Texte extrait:
^^^^^^^^^^^^^^^^
L'absurdité d'un tel raisonnement aide à comprendre que c'est précisément parce que les canards et les oies utilisés par les producteurs ne sont PAS adaptés à ingérer les quantités de nourriture qu'on leur impose pendant le gavage que ces derniers les utilisent pour produire du foie gras :
On n'utilise donc pas un processus physiologique propre aux palmipèdes pour l'élaboration d'un mets mais bien un processus pathologique que l'on peut reproduire dans certaines espèces. Si l'on utilise ici le foie de l'oie ou du canard c'est que la pathologie y est plus facile à reproduire.
^^^^^^^^^^^^^^^^
Données enregistrées:
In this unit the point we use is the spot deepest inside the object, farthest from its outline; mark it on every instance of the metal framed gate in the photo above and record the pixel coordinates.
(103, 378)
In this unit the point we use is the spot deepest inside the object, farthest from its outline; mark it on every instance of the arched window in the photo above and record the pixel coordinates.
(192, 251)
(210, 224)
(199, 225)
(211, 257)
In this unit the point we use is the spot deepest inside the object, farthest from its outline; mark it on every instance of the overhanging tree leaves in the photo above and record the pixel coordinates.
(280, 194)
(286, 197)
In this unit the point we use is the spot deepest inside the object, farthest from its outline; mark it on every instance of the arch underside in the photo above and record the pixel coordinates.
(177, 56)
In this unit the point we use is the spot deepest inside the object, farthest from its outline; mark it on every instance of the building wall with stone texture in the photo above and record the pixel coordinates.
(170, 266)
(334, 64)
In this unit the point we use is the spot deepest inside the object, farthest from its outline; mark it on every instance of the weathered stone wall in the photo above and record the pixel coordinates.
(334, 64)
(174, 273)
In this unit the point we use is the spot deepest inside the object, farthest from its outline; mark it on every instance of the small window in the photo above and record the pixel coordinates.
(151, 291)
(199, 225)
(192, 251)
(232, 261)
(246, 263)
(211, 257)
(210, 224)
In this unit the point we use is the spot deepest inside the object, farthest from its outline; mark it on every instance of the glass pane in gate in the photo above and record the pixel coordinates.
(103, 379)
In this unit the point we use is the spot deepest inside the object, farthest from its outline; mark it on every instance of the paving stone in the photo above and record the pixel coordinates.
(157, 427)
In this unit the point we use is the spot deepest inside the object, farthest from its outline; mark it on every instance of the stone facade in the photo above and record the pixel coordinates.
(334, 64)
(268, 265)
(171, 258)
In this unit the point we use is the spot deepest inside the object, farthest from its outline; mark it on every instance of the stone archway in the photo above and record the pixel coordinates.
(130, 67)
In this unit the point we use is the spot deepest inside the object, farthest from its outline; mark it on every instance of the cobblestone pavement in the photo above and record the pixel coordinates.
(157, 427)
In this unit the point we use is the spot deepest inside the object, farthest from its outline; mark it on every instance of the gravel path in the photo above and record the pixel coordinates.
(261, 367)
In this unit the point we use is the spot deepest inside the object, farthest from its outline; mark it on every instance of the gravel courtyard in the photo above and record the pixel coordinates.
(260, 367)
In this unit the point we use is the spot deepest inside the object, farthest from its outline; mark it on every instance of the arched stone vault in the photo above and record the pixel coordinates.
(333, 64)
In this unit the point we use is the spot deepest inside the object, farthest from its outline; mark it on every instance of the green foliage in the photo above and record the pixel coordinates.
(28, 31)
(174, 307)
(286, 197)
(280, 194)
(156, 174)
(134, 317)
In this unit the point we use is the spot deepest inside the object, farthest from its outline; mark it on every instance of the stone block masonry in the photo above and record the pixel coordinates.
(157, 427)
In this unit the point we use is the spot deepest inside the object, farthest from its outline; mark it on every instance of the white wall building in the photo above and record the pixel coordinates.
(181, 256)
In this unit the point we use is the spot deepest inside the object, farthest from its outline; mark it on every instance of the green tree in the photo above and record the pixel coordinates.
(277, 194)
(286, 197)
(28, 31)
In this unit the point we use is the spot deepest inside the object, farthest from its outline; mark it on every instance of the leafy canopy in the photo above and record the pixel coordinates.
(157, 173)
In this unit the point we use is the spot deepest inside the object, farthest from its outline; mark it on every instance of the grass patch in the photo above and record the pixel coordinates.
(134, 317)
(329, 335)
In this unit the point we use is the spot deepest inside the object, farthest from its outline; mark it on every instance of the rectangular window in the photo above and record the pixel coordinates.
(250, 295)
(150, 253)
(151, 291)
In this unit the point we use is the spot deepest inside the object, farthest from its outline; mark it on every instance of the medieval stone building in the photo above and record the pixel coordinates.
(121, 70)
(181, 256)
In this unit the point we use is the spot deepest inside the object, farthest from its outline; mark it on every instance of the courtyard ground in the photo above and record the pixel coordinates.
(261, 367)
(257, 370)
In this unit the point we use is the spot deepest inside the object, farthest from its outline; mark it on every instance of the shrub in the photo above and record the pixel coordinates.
^^^^^^^^^^^^^^^^
Liste des tâches:
[1] Répondez aux questions suivantes sur le texte consacré au foie gras :
(a) À quoi les canards et les oies utilisés par les producteurs ne sont-ils pas adaptés ?
(b) Quel type de processus sert à l'élaboration du mets ?
(c) Pourquoi utilise-t-on le foie de l'oie ou du canard ?
[2] Dupliquez sans modification le passage du texte consacré au foie gras qui va de « L'absurdité d'un tel » jusqu'à « facile à reproduire. » inclus.

Réponses fournies:
[1]
(a) À ingérer les quantités de nourriture qu'on leur impose pendant le gavage.
(b) Un processus pathologique que l'on peut reproduire dans certaines espèces, et non un processus physiologique propre aux palmipèdes.
(c) Parce que la pathologie y est plus facile à reproduire.

[2]
L'absurdité d'un tel raisonnement aide à comprendre que c'est précisément parce que les canards et les oies utilisés par les producteurs ne sont PAS adaptés à ingérer les quantités de nourriture qu'on leur impose pendant le gavage que ces derniers les utilisent pour produire du foie gras :
On n'utilise donc pas un processus physiologique propre aux palmipèdes pour l'élaboration d'un mets mais bien un processus pathologique que l'on peut reproduire dans certaines espèces. Si l'on utilise ici le foie de l'oie ou du canard c'est que la pathologie y est plus facile à reproduire.